A cada dia fica mais claro, porém, que são sobretudo os ricos, banqueiros e especuladores que ganham com essas políticas. Governos nos principais países capitalistas transferiram as perdas do setor financeiro para o setor público, nas costas dos que pagam impostos. Isto é “socialismo para os ricos”, como muitos comentaristas econômicos têm chamado, ou como outros dizem, “socialismo com características americanas”. Desnecessário dizer, estas políticas – que são projetadas para defender o capitalismo numa época de crise – não tem absolutamente nada em comum com o socialismo. Mas apesar de um abandono verbal do neoliberalismo e ataques no “culto ao mercado”, como dito pelo presidente francês Sarkozy, para as massas os governos continuam e até intensificam os ataques neoliberais sob a forma de cortes salariais, privatização e cortes orçamentários.

Há um debate em andamento dentro da classe dominante sobre uma “estratégia de saída”, indicando que a fase keynesiana atual é vista como temporária. A maioria dos regimes capitalistas entendem que uma “saída estratégica” – re-equilibrando orçamentos, aumentando as taxas de juros e retirando as políticas de estímulo – é impossível no momento. Mas suas discussões são um aviso de o que está por vir: esta “saída” é um código para ainda maiores cortes e uma jogada para fazer a classe trabalhadora pagar a conta pelas atuais medidas contra a crise. Estes ataques serão pintados com as cores de “salvamento nacional”, com apelos à sacrifícios em nome do bem comum, quando na realidade eles significam que os pobres precisam fazer sacrifícios pelo bem dos ricos.

Esta continuação de neoliberalismo não diluído é mais óbvio em economias que quase foram a falência com a crise. Na Letônia, sob a pressão do programa do FMI e da UE, metade dos hospitais foram fechados e o salário de professores foi cortado em um terço para garantir cortes orçamentários. A Islândia, arruinada por seus bancos privatizados, foi ordenada pelo FMI a cortar o orçamento estatal em um terço nos próximos três anos. Mas os ataques neoliberais não estão confinados apenas a esses países em crise. No Japão, que embarcou numa forma de estímulo keynesiano bem antes dos outros países, também não foi a classe trabalhadora que se beneficiou desses pacotes: entre 1994 e 2007, a renda doméstica anual caiu 16%. O crescimento da pobreza sem dúvida é um dos fatores responsáveis pela imensa queda de votos que expulsou os Liberais Democratas do governo em agosto.

____

• [O que fazer]
A – Retorne, sem alterações, a parte do trecho sobre a crise e o neoliberalismo que começa em "Esta continuação de" e termina em "governo em agosto.".
B – Dê continuidade ao trecho sobre a crise e o neoliberalismo a partir da última frase apresentada.

• [Dados fornecidos]
____

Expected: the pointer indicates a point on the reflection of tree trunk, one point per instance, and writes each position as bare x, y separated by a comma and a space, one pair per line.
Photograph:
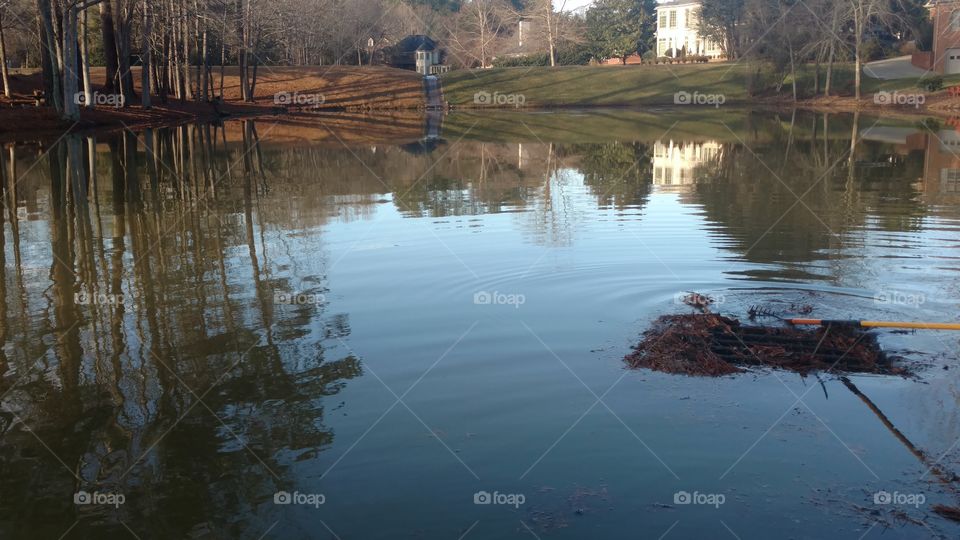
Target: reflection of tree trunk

____

• [Respostas em ordem]
A –
Esta continuação de neoliberalismo não diluído é mais óbvio em economias que quase foram a falência com a crise. Na Letônia, sob a pressão do programa do FMI e da UE, metade dos hospitais foram fechados e o salário de professores foi cortado em um terço para garantir cortes orçamentários. A Islândia, arruinada por seus bancos privatizados, foi ordenada pelo FMI a cortar o orçamento estatal em um terço nos próximos três anos. Mas os ataques neoliberais não estão confinados apenas a esses países em crise. No Japão, que embarcou numa forma de estímulo keynesiano bem antes dos outros países, também não foi a classe trabalhadora que se beneficiou desses pacotes: entre 1994 e 2007, a renda doméstica anual caiu 16%. O crescimento da pobreza sem dúvida é um dos fatores responsáveis pela imensa queda de votos que expulsou os Liberais Democratas do governo em agosto.

B –
As políticas de estímulo econômico tiveram pouco impacto no desemprego que cresce em todo o mundo. Na China, o principal núcleo pensador do governo, a Academia Chinesa de Ciências Sociais, relatou que 41 milhões de empregos sumiram nos últimos 12 meses – um recorde mundial de destruição de empregos. Isso se traduz na perda de 3,4 milhões de empregos por mês. Menos da metade, cerca de 18 milhões, encontraram novos empregos de acordo com o relatório. Nos EUA, 6,9 milhões de empregos sumiram desde o fim de 2007. Isso levou o desemprego para mais de 25 milhões em termos reais, ou seja, contando com os subempregados e aqueles que desistiram de procurar emprego. Isso não apenas denuncia a situação da economia – que dezenas de milhões estão sendo expulsos dos processos produtivos, ao contrário dos ganhos ilusórios criados por banqueiros e truques financeiros – mas o desemprego em massa e rendas em queda arrastam a economia mais pra baixo, diminuem o consumo e aumentam as taxas de inadimplência em empréstimos.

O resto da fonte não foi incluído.